[Data items]
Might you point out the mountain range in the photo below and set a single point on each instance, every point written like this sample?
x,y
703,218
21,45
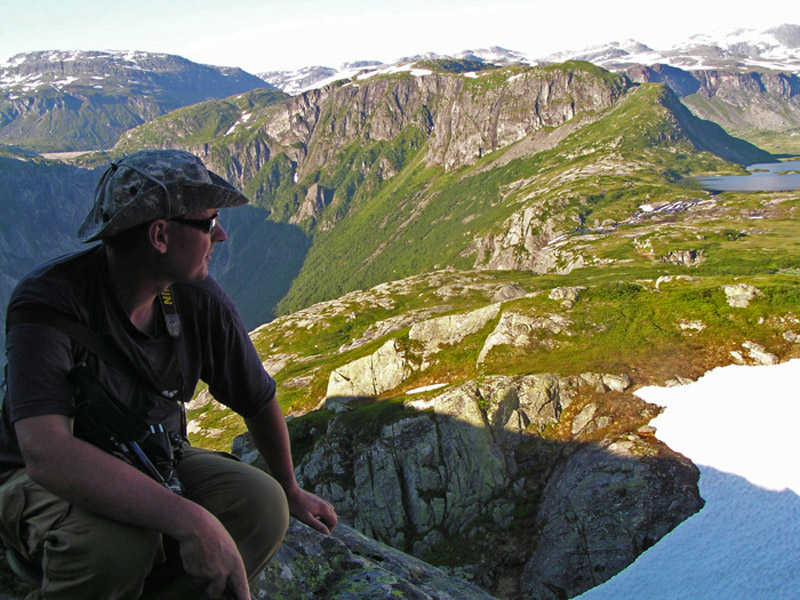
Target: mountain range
x,y
775,49
458,270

• [Required action] Restate the entries verbatim and exclude any pictures.

• [Reply]
Might you point out the mountain range in the photo below and set a single point on each instance, every point written like this sample?
x,y
703,218
21,45
Target: mountain range
x,y
775,49
458,270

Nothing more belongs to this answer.